Exercise instructions:
Identify every line in the rows below that contains the word "road", and copy each of those lines. Case counts.

═══ Provided material

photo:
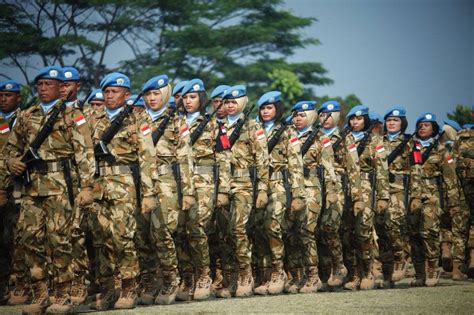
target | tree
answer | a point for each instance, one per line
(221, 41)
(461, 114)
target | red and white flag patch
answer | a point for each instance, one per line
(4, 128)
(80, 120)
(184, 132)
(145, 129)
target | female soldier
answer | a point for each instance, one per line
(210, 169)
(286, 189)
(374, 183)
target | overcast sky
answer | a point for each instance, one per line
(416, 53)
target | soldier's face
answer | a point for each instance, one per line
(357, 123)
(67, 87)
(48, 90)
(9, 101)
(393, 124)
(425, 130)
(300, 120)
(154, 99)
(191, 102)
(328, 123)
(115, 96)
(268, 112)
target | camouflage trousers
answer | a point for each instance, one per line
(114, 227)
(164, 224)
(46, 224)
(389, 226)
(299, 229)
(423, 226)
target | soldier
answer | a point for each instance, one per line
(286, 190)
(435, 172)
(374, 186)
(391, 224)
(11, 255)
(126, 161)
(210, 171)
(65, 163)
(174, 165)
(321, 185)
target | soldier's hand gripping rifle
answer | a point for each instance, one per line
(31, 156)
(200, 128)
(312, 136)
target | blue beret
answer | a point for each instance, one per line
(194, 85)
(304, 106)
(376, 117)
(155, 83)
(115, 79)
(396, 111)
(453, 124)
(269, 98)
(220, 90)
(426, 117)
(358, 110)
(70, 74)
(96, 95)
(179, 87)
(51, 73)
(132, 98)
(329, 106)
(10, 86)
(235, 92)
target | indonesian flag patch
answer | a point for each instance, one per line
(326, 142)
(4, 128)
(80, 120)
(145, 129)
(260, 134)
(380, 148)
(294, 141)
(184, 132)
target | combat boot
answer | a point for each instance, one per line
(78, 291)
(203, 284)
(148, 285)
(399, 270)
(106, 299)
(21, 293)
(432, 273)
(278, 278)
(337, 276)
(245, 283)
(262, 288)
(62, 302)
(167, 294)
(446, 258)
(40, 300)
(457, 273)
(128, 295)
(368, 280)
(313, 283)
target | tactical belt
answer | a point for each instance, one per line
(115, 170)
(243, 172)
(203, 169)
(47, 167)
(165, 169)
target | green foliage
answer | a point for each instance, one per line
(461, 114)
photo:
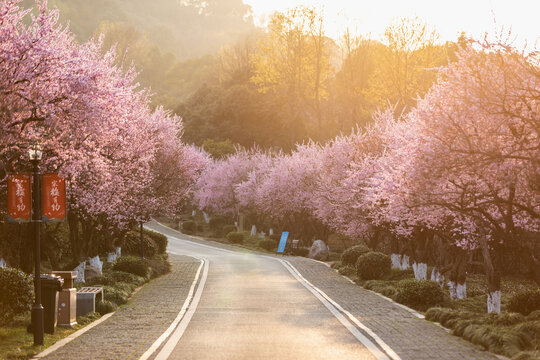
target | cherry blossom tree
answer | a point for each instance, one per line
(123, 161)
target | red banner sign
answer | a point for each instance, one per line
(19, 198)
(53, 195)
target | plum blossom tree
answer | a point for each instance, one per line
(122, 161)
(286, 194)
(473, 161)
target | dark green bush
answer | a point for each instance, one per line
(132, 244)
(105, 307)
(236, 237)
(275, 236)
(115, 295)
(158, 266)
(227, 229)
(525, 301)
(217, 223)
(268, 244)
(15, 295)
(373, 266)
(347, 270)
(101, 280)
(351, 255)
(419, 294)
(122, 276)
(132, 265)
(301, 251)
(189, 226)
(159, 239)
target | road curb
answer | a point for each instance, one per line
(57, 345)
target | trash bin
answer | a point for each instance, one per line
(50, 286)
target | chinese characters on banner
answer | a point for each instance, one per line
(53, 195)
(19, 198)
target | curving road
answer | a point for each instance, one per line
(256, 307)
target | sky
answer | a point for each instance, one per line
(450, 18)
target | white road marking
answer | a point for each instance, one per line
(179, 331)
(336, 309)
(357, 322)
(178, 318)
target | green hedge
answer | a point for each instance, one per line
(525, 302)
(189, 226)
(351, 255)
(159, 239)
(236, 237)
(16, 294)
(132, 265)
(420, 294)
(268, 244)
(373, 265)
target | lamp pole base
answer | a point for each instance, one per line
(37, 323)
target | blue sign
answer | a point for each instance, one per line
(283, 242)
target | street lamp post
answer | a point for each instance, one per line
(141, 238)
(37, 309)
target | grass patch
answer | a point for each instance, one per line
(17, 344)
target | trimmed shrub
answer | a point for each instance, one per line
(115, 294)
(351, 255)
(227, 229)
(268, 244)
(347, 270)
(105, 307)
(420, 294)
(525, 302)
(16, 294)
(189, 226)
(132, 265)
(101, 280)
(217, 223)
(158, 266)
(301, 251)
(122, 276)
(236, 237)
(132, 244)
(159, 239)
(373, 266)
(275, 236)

══════
═══ Provided material

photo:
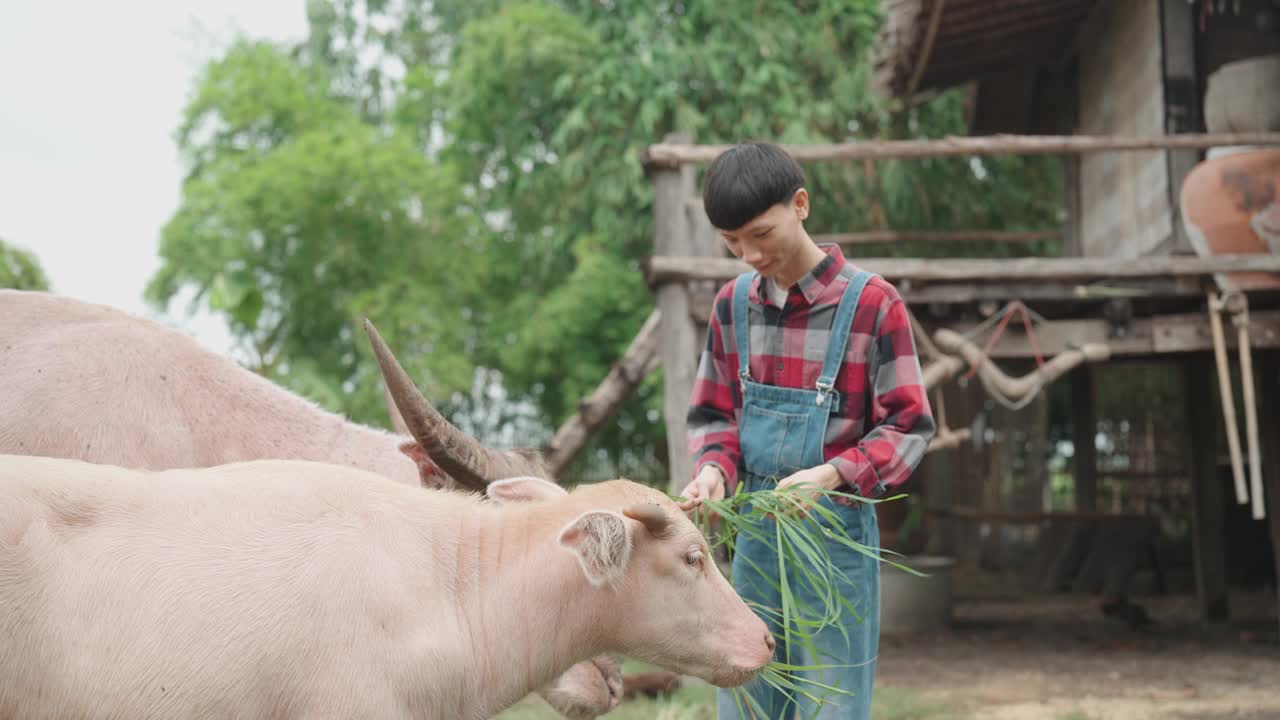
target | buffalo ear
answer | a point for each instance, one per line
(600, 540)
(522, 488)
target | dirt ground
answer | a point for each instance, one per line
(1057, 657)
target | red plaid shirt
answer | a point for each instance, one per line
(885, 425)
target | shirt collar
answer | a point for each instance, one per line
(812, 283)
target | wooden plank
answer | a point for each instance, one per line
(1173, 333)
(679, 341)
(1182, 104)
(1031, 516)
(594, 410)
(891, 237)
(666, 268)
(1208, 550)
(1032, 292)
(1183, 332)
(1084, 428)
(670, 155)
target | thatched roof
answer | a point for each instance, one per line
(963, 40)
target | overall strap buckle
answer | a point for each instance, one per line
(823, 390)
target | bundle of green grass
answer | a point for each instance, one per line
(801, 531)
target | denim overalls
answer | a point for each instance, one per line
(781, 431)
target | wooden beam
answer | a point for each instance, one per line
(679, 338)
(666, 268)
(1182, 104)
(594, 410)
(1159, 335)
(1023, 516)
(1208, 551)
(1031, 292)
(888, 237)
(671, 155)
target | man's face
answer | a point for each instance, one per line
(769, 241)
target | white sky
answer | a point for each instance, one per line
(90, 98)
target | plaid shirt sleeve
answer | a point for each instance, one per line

══════

Result below:
target | road curb
target | curving road
target | white road marking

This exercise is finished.